=== Exercise directions ===
Where a picture occurs in the data, omit it, and copy all remaining data exactly.

=== Data records ===
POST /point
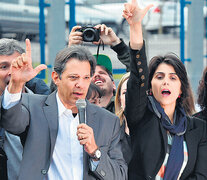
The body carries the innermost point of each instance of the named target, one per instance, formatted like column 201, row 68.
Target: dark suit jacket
column 38, row 116
column 149, row 138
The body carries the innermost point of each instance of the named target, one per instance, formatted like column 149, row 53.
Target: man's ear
column 55, row 77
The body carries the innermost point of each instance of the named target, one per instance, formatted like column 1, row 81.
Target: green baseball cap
column 104, row 60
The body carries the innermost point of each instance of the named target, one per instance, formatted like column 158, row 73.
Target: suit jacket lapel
column 51, row 114
column 93, row 123
column 190, row 137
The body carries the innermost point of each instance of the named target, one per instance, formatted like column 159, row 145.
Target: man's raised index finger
column 28, row 48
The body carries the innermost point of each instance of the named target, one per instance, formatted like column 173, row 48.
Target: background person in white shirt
column 53, row 147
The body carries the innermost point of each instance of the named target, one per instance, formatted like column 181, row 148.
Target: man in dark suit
column 11, row 144
column 57, row 146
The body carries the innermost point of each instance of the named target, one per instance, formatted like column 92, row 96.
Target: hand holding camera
column 93, row 34
column 89, row 33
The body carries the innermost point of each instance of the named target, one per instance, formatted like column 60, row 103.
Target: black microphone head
column 81, row 103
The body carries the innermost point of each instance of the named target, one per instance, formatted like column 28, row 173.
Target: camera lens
column 89, row 35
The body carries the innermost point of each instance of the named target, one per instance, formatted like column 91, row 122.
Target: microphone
column 81, row 105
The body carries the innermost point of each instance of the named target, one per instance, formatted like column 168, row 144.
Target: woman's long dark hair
column 186, row 98
column 202, row 90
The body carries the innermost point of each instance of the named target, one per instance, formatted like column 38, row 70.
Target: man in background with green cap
column 103, row 76
column 104, row 79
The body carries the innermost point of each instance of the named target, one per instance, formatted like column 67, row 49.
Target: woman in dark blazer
column 166, row 142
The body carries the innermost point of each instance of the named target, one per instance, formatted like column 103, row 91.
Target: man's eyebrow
column 164, row 73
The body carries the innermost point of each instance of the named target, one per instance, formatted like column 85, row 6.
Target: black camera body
column 90, row 33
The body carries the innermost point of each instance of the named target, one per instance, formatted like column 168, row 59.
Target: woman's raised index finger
column 28, row 48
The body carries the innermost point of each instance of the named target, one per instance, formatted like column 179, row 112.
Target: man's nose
column 166, row 81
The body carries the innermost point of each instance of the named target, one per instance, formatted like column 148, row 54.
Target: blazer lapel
column 93, row 123
column 190, row 137
column 51, row 114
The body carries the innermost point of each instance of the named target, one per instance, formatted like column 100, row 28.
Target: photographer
column 104, row 74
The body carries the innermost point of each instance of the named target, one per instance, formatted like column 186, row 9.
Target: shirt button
column 102, row 173
column 139, row 63
column 43, row 171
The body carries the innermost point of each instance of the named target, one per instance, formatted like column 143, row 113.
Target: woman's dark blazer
column 149, row 138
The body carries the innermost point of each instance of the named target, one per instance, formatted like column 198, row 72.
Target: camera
column 90, row 34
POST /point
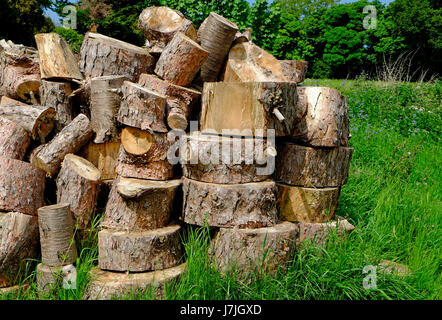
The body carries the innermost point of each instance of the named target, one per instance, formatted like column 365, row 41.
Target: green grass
column 393, row 197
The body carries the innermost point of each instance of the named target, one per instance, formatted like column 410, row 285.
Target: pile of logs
column 103, row 129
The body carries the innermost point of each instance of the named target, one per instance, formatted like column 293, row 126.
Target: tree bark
column 250, row 107
column 216, row 37
column 14, row 140
column 312, row 168
column 21, row 186
column 69, row 140
column 181, row 60
column 249, row 205
column 142, row 108
column 57, row 60
column 78, row 184
column 140, row 205
column 57, row 235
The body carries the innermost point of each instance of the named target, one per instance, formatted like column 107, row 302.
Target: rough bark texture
column 250, row 106
column 78, row 184
column 103, row 156
column 216, row 37
column 140, row 251
column 140, row 205
column 180, row 101
column 105, row 103
column 249, row 205
column 107, row 285
column 18, row 244
column 235, row 160
column 69, row 140
column 14, row 140
column 57, row 235
column 326, row 121
column 159, row 25
column 308, row 167
column 142, row 108
column 21, row 186
column 37, row 120
column 181, row 60
column 307, row 204
column 247, row 62
column 244, row 250
column 57, row 95
column 104, row 56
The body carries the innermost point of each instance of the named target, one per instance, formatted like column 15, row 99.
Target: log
column 140, row 251
column 107, row 285
column 78, row 184
column 103, row 156
column 312, row 168
column 326, row 121
column 69, row 140
column 180, row 60
column 248, row 63
column 14, row 140
column 104, row 56
column 37, row 120
column 235, row 160
column 251, row 107
column 105, row 103
column 243, row 250
column 180, row 101
column 307, row 204
column 216, row 37
column 57, row 95
column 139, row 205
column 249, row 205
column 21, row 186
column 160, row 24
column 18, row 245
column 57, row 235
column 294, row 70
column 142, row 108
column 57, row 61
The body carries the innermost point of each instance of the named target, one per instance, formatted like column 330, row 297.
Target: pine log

=== Output below ===
POST /point
The body carries the innermost point of each instance of the named target, one per instance, formatted like column 201, row 68.
Target: dark suit jacket
column 38, row 116
column 149, row 138
The body carries the innermost point of each instance of the named target, one per instance, formatted like column 149, row 53.
Target: man's ear
column 55, row 77
The body carries the innermost point of each instance of the named target, one per instance, formatted like column 1, row 81.
Target: green baseball cap
column 104, row 60
The body carries the innermost point of each instance of the named target, one per instance, formatted like column 158, row 73.
Target: suit jacket lapel
column 51, row 114
column 93, row 123
column 190, row 137
The body carries the innermost point of each instance of the named target, one per instance, formatted like column 159, row 145.
Target: man's raised index finger
column 28, row 48
The body carries the innermost point of each instance of the named target, one per instance, formatted like column 173, row 48.
Target: background person in white shirt
column 53, row 147
The body carries the innermost point of each instance of the named target, one per instance, formatted like column 181, row 148.
Target: man in dark suit
column 11, row 144
column 57, row 146
The body carries the innermost point of each instance of the named target, one per instance, formatted like column 92, row 96.
Target: hand holding camera
column 93, row 34
column 89, row 33
The body carries the innermost point of each instance of the named target, one per instance, formatted like column 60, row 103.
Target: black microphone head
column 81, row 103
The body carries the innermost point of each instance of the named target, one per instance, formatted like column 28, row 173.
Target: camera lens
column 89, row 35
The body carries the innermost point of each instance of the named target, one per instance, formatted like column 91, row 122.
Target: microphone
column 81, row 105
The body carries the innermost point of each instance of the named target, one per instance, formatted like column 168, row 144.
Target: woman's long dark hair
column 186, row 98
column 202, row 90
The body carries the innermost point of each instance of the named target, one per instance, formatted like column 38, row 70.
Target: man in background with green cap
column 103, row 76
column 104, row 79
The body carries the innermost point of each instance of the named target, one per instance, formatted like column 67, row 49.
Target: woman in dark blazer
column 166, row 142
The body carries the innermost point of each instance of the named target, one per instance, formatted like column 103, row 91.
Target: man's eyebrow
column 164, row 73
The body carries the innermost point of each instance of the named target, one per instance, formatted like column 85, row 6.
Target: black camera body
column 90, row 33
The body carries the innermost point of each instance of the named target, one per instance, formatted like column 168, row 59.
Target: woman's raised index finger
column 28, row 48
The body carries the innermost point of each instance of the named target, one per instance, formatted like column 179, row 112.
Target: man's nose
column 166, row 81
The body carries the innermost point of each instance of the named target, one per instance, formatted like column 148, row 54.
Target: blazer lapel
column 93, row 123
column 190, row 137
column 51, row 114
The body carries the innermost point of each instance of the named target, one per instance, formatted like column 100, row 28.
Target: photographer
column 104, row 74
The body carries the innermost point of each instance of the named target, one per instance, formatted like column 186, row 9.
Target: shirt button
column 102, row 173
column 139, row 63
column 43, row 171
The body carries the innermost point of each instance of the named target, one per instance, formatted like column 143, row 113.
Target: woman's dark blazer
column 149, row 138
The body carries the innermost point of each instance of the named target, one per instance, formatted like column 198, row 72.
Target: camera
column 90, row 34
POST /point
The body carries the innermost point of each instance of the named target, one per instance, formatted like column 365, row 41.
Target: green grass
column 393, row 197
The body carries the innermost point of each instance of the named target, one per instance, formatted like column 410, row 285.
Target: pile of logs
column 103, row 129
The body carries the innermost point of each instance of the named target, one per instance, formatted like column 293, row 126.
Target: tree bark
column 250, row 107
column 216, row 37
column 14, row 140
column 312, row 168
column 21, row 186
column 69, row 140
column 181, row 60
column 249, row 205
column 142, row 108
column 57, row 60
column 78, row 184
column 140, row 205
column 57, row 235
The body carries the innermost point of each instance of the named target, one per instance, formatted like column 107, row 302.
Target: rough bark texture
column 250, row 106
column 78, row 184
column 103, row 156
column 216, row 37
column 140, row 251
column 140, row 205
column 180, row 101
column 105, row 103
column 249, row 205
column 107, row 285
column 18, row 244
column 235, row 160
column 69, row 140
column 14, row 140
column 57, row 235
column 326, row 121
column 159, row 25
column 308, row 167
column 142, row 108
column 21, row 186
column 37, row 120
column 181, row 60
column 307, row 204
column 247, row 62
column 244, row 250
column 57, row 95
column 104, row 56
The body carries the innermost point of each instance of the named target, one per instance, formatted like column 15, row 99.
Target: log
column 140, row 251
column 107, row 285
column 78, row 184
column 103, row 156
column 312, row 168
column 326, row 121
column 69, row 140
column 180, row 60
column 248, row 63
column 14, row 140
column 104, row 56
column 37, row 120
column 235, row 160
column 251, row 107
column 105, row 103
column 243, row 250
column 180, row 101
column 307, row 204
column 216, row 37
column 57, row 95
column 139, row 205
column 249, row 205
column 21, row 186
column 160, row 24
column 18, row 245
column 57, row 235
column 294, row 70
column 142, row 108
column 57, row 61
The body carries the innermost point of each instance of the named target, one per instance, formatted like column 330, row 297.
Target: pine log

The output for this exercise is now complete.